::: READING TEXT :::
Saturday, February 19, 2011

The Road

I didnt want to read it.

So dont.

His apostrophe use is both incorrect and inconsistent. He'd. Dont. Um.

Thats bad. Shouldve or maybe should've edited the book. Or written it better.

Where are we going, he said.

I dont know.

This book seems to have no purpose. I'd read it if it had a purpose.



Or, to summarize: Cormac McCarthy's The Road is what I'd describe as a one-cigarette book. My patience for it, in short, lasted just as long as it took me to smoke one American Spirit (and that's a slow-smoking cigarette; I gave it a fair shake). Why the mindset and thinking process of the clearly pre-apocalyptically educated protagonist of the story needs to be represented with sentences that would shame a kindergartner* is beyond me; I can see how the style is supposed to enhance and inform the subject matter, and the brutally sparse landscape, but I can't see that it works. The New York Times describes the book as being "written with stripped-down urgency"; yes. So is a McDonald's menu, but no one ever accused that of being "an exquisitely bleak incantation" - although, come to think of it, that's not too far off the mark.
::: INFORMATION SUPPLIED :::
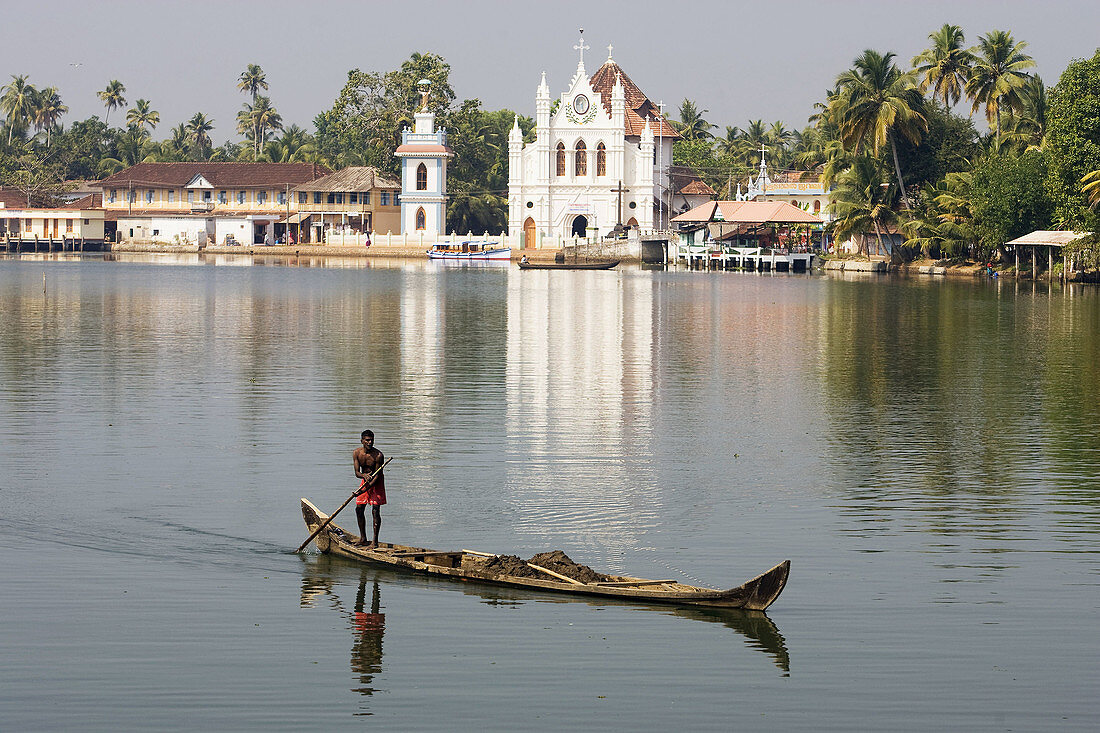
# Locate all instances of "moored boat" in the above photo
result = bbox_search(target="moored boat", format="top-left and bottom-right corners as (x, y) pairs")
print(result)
(518, 260), (619, 270)
(428, 240), (512, 260)
(301, 499), (791, 611)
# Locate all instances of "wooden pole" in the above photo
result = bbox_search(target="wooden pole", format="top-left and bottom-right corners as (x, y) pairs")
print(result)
(294, 456), (394, 553)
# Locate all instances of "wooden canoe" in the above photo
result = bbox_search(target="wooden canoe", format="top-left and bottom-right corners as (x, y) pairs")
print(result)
(518, 260), (619, 270)
(301, 499), (791, 611)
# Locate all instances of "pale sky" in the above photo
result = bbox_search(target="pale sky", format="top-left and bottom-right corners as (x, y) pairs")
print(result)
(0, 0), (1100, 144)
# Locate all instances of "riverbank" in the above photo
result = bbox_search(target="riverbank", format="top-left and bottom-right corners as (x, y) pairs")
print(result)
(105, 242), (561, 262)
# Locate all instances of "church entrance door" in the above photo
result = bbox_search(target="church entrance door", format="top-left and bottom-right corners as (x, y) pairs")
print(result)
(524, 217), (535, 250)
(572, 217), (589, 239)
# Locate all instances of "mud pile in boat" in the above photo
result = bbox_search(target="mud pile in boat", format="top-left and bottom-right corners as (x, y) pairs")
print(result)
(485, 550), (607, 583)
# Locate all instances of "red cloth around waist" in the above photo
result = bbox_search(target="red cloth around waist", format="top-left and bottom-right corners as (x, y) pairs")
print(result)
(355, 475), (386, 506)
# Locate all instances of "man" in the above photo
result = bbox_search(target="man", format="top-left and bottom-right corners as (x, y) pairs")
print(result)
(352, 430), (386, 541)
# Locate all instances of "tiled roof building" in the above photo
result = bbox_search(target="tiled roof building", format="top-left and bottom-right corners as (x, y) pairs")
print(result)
(508, 37), (680, 248)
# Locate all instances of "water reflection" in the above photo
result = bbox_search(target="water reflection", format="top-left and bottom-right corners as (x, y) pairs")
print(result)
(300, 558), (386, 715)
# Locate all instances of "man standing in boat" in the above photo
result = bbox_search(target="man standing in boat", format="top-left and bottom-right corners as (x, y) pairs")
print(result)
(352, 430), (386, 548)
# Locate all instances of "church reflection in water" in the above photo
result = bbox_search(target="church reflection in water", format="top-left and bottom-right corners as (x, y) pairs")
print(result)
(300, 558), (386, 715)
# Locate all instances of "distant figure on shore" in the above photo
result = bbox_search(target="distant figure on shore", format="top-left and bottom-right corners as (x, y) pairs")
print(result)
(352, 430), (386, 541)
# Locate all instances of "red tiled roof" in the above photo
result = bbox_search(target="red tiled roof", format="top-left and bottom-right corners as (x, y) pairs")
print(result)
(0, 186), (103, 211)
(68, 194), (103, 211)
(589, 61), (680, 139)
(99, 163), (331, 188)
(394, 144), (454, 155)
(677, 180), (714, 196)
(672, 201), (823, 223)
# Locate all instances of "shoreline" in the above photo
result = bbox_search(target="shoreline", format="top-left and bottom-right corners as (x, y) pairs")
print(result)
(102, 242), (641, 264)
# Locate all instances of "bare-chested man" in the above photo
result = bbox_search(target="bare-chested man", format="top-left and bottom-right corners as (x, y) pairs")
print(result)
(352, 430), (386, 547)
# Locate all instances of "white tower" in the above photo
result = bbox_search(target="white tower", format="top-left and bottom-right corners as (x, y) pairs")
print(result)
(394, 79), (454, 231)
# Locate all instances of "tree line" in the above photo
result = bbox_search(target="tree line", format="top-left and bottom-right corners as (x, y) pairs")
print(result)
(0, 35), (1100, 259)
(674, 24), (1100, 267)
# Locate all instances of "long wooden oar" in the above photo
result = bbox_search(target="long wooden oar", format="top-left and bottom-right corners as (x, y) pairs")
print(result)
(294, 456), (394, 553)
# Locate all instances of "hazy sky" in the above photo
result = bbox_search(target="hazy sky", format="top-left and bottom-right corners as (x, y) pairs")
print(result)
(0, 0), (1100, 143)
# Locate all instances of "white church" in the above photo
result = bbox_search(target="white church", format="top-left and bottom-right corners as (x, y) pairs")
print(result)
(508, 30), (680, 249)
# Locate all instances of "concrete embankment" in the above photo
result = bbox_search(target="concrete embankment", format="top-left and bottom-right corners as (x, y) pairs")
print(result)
(106, 242), (561, 262)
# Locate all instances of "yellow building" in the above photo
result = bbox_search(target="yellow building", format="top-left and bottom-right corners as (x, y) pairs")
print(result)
(289, 166), (402, 244)
(0, 188), (105, 249)
(99, 162), (330, 245)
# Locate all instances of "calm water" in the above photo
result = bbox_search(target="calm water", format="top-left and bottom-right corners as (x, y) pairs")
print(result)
(0, 256), (1100, 731)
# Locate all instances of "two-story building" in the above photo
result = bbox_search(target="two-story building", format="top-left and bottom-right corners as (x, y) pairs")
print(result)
(99, 162), (330, 244)
(287, 166), (402, 244)
(0, 186), (103, 245)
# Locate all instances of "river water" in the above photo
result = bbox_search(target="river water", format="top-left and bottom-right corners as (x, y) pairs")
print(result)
(0, 255), (1100, 731)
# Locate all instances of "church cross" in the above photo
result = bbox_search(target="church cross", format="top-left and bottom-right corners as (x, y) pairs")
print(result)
(573, 28), (592, 66)
(612, 180), (630, 229)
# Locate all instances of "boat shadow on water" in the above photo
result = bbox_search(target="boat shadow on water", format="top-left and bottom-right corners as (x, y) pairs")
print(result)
(300, 555), (791, 673)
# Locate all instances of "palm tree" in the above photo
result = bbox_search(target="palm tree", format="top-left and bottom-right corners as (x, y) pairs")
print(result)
(0, 74), (39, 145)
(680, 99), (714, 140)
(237, 64), (267, 105)
(828, 155), (898, 254)
(264, 124), (317, 163)
(913, 23), (975, 109)
(1081, 171), (1100, 209)
(127, 99), (161, 130)
(966, 31), (1035, 150)
(187, 112), (213, 160)
(1002, 75), (1047, 152)
(902, 173), (978, 256)
(237, 97), (283, 157)
(96, 79), (127, 122)
(833, 48), (928, 209)
(34, 87), (68, 147)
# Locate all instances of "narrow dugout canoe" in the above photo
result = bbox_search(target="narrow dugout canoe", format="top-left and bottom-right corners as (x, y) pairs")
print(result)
(301, 499), (791, 611)
(518, 260), (619, 270)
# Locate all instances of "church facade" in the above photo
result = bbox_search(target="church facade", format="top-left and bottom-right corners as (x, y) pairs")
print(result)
(508, 36), (680, 248)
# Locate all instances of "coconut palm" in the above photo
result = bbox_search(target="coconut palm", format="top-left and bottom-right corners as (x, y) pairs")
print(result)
(187, 112), (213, 160)
(679, 99), (714, 140)
(237, 64), (267, 105)
(264, 124), (317, 163)
(34, 87), (68, 147)
(127, 99), (161, 130)
(828, 155), (898, 254)
(833, 48), (928, 209)
(902, 173), (977, 256)
(966, 31), (1035, 150)
(1081, 171), (1100, 209)
(913, 23), (975, 108)
(0, 74), (39, 145)
(237, 97), (283, 157)
(1001, 75), (1047, 152)
(96, 79), (127, 122)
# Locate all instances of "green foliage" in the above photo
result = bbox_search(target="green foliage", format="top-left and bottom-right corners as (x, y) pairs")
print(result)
(828, 155), (898, 254)
(1046, 51), (1100, 232)
(970, 151), (1053, 258)
(882, 100), (981, 187)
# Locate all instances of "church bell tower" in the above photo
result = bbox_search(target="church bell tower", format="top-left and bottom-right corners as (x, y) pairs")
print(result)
(394, 79), (454, 237)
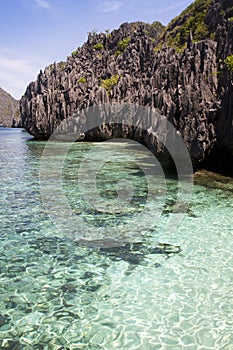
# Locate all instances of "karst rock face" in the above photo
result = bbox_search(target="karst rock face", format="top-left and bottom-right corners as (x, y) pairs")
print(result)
(20, 0), (233, 170)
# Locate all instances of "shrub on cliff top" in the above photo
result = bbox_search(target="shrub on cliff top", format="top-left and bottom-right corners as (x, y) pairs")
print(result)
(162, 0), (213, 48)
(77, 77), (87, 84)
(115, 38), (131, 56)
(101, 75), (119, 94)
(224, 55), (233, 72)
(94, 43), (104, 51)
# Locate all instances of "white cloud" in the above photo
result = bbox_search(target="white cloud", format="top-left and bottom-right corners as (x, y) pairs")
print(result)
(35, 0), (52, 10)
(97, 0), (124, 13)
(0, 49), (41, 99)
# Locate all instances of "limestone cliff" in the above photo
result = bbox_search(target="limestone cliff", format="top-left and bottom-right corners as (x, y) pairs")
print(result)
(20, 0), (233, 170)
(0, 88), (22, 128)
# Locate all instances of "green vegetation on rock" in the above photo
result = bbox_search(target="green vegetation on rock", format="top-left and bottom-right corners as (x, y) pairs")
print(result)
(58, 61), (66, 69)
(94, 43), (104, 51)
(162, 0), (214, 48)
(77, 77), (87, 84)
(101, 75), (119, 94)
(224, 55), (233, 72)
(115, 38), (131, 56)
(71, 50), (78, 57)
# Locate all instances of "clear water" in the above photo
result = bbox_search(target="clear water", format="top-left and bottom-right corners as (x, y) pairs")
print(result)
(0, 129), (233, 350)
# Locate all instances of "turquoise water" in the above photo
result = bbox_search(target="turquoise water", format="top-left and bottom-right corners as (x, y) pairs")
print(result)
(0, 129), (233, 350)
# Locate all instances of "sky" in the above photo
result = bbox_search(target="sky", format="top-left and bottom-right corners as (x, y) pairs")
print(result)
(0, 0), (192, 99)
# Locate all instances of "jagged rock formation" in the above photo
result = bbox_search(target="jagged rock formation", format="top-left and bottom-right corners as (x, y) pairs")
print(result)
(0, 88), (22, 128)
(20, 0), (233, 170)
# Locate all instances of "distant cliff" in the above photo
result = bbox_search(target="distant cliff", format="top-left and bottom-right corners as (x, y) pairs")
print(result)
(20, 0), (233, 172)
(0, 88), (22, 128)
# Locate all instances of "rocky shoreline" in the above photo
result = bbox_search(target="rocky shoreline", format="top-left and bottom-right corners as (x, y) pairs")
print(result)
(20, 0), (233, 172)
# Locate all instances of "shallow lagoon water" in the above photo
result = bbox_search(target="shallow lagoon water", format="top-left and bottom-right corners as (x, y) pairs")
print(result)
(0, 129), (233, 350)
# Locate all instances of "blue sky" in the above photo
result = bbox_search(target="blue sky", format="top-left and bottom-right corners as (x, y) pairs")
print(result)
(0, 0), (192, 99)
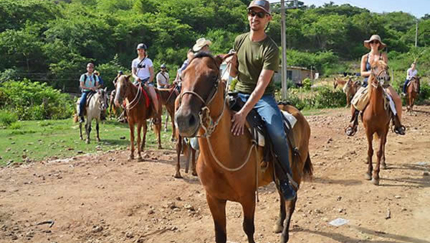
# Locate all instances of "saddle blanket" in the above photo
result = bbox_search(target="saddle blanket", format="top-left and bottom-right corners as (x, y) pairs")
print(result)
(257, 111), (297, 147)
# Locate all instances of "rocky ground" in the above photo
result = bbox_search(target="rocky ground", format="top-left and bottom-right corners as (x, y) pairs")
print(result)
(0, 106), (430, 243)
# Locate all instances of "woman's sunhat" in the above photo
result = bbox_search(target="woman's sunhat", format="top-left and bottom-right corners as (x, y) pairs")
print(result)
(364, 35), (387, 50)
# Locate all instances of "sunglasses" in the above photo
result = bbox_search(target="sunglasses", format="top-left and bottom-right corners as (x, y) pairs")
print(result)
(248, 10), (266, 19)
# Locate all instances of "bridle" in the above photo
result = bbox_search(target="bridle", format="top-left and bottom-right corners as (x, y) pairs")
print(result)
(370, 66), (390, 88)
(179, 70), (226, 138)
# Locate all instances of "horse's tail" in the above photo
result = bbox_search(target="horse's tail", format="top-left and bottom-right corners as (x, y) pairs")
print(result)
(303, 152), (314, 180)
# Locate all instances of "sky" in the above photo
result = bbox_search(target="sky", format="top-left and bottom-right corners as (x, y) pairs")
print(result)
(269, 0), (430, 18)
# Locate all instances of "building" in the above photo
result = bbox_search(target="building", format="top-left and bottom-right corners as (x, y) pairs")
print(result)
(273, 66), (315, 84)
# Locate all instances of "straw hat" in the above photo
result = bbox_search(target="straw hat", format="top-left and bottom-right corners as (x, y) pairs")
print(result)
(193, 38), (212, 52)
(364, 35), (387, 50)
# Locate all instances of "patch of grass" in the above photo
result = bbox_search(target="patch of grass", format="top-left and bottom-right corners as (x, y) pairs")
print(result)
(9, 122), (22, 130)
(0, 116), (175, 166)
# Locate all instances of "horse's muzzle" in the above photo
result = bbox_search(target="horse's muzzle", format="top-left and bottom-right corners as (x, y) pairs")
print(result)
(175, 106), (200, 137)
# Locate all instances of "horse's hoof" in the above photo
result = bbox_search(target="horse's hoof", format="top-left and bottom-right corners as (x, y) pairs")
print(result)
(273, 224), (284, 234)
(364, 173), (372, 180)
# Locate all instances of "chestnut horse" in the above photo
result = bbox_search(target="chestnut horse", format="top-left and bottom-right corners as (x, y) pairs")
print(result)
(333, 78), (347, 89)
(175, 53), (312, 243)
(406, 77), (420, 112)
(343, 78), (360, 107)
(156, 86), (178, 142)
(362, 60), (391, 185)
(115, 75), (162, 161)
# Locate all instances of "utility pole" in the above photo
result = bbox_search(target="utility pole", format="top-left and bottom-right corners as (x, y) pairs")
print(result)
(415, 19), (418, 47)
(278, 0), (298, 100)
(281, 0), (287, 100)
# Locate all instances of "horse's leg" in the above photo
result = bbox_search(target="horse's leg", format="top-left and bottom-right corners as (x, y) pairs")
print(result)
(155, 120), (163, 149)
(79, 122), (84, 140)
(191, 148), (197, 176)
(175, 136), (183, 178)
(137, 121), (146, 162)
(164, 108), (169, 132)
(169, 110), (176, 142)
(365, 132), (373, 180)
(140, 121), (148, 153)
(281, 197), (297, 243)
(241, 196), (255, 243)
(372, 131), (386, 186)
(381, 125), (390, 170)
(273, 191), (287, 233)
(85, 116), (92, 144)
(206, 192), (227, 243)
(128, 121), (134, 160)
(96, 118), (100, 142)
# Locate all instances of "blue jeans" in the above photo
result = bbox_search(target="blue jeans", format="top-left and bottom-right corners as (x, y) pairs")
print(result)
(239, 93), (293, 176)
(361, 78), (369, 88)
(403, 79), (411, 94)
(79, 91), (90, 116)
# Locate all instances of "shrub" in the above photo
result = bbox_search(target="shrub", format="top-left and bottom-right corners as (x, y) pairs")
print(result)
(314, 86), (346, 108)
(0, 110), (18, 127)
(302, 78), (312, 90)
(0, 79), (74, 120)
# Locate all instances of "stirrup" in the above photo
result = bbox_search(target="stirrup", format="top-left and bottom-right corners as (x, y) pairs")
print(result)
(393, 125), (406, 135)
(345, 125), (357, 137)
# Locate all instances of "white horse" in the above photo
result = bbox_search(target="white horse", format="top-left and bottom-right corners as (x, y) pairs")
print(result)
(76, 88), (108, 143)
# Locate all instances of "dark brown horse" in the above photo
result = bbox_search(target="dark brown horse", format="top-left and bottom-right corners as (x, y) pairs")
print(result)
(175, 53), (312, 243)
(362, 60), (391, 185)
(115, 75), (162, 161)
(406, 77), (420, 112)
(156, 87), (178, 141)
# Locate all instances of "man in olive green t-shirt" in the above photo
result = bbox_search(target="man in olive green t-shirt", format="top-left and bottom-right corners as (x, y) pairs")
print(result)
(230, 0), (296, 200)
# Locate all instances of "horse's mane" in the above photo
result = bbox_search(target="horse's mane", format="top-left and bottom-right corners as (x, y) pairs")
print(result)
(191, 51), (215, 61)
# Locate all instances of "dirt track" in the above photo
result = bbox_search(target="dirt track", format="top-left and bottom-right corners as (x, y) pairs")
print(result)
(0, 106), (430, 243)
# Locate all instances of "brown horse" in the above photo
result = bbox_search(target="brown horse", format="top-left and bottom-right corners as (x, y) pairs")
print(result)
(156, 87), (178, 142)
(115, 75), (162, 161)
(343, 78), (361, 107)
(175, 53), (312, 243)
(406, 77), (420, 112)
(362, 60), (391, 185)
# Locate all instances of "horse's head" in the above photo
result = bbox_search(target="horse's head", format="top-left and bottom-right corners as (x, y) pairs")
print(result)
(115, 75), (133, 107)
(175, 52), (226, 137)
(369, 60), (391, 88)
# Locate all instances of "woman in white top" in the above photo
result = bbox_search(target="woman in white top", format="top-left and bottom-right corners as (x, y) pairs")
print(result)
(403, 62), (418, 95)
(131, 43), (158, 114)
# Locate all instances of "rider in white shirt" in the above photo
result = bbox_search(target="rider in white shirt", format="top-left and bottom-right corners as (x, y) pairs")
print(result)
(131, 43), (159, 117)
(402, 62), (418, 95)
(156, 63), (169, 89)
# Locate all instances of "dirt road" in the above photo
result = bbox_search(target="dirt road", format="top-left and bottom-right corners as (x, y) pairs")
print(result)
(0, 106), (430, 243)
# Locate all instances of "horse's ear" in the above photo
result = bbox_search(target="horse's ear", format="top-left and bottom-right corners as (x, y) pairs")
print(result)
(215, 53), (235, 66)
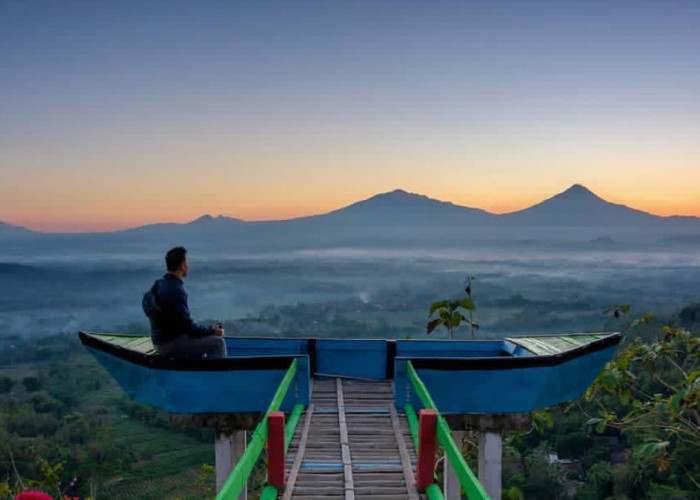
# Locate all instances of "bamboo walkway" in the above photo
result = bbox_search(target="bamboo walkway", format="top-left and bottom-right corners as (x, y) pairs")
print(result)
(281, 379), (422, 500)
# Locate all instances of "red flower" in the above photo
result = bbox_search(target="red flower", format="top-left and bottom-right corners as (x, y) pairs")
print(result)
(15, 491), (53, 500)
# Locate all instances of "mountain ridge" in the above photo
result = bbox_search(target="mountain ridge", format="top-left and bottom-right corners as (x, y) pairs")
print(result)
(0, 184), (700, 236)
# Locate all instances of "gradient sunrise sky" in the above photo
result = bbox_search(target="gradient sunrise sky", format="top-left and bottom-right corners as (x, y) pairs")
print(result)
(0, 0), (700, 231)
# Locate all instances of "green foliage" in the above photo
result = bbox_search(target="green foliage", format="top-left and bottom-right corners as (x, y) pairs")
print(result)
(22, 376), (42, 392)
(0, 338), (214, 500)
(427, 276), (479, 340)
(197, 464), (216, 498)
(0, 375), (14, 394)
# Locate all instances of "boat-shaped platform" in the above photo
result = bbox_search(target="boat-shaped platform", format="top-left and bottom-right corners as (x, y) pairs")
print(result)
(80, 332), (621, 414)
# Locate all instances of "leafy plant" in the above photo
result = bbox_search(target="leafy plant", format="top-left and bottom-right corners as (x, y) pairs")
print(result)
(427, 276), (479, 340)
(586, 308), (700, 490)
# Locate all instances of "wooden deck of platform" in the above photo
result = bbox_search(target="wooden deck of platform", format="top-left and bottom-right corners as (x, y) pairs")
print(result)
(281, 379), (422, 500)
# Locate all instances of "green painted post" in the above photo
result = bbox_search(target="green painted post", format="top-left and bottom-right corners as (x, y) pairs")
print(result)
(406, 361), (490, 500)
(216, 359), (298, 500)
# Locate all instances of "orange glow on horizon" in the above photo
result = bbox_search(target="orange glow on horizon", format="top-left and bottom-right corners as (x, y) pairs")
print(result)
(10, 193), (700, 233)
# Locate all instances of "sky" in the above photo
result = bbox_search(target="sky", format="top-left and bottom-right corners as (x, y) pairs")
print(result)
:::
▸ **EXERCISES**
a) According to the review, how long did the writer's patience for The Road last?
b) Return, unchanged, the part of the review that begins at the words "I didnt want" and stops after the words "written it better.".
The items come from a separate source and have no connection to the review.

▸ **RESPONSES IN ORDER**
a) As long as it took to smoke one American Spirit cigarette.

b)
I didnt want to read it.

So dont.

His apostrophe use is both incorrect and inconsistent. He'd. Dont. Um.

Thats bad. Shouldve or maybe should've edited the book. Or written it better.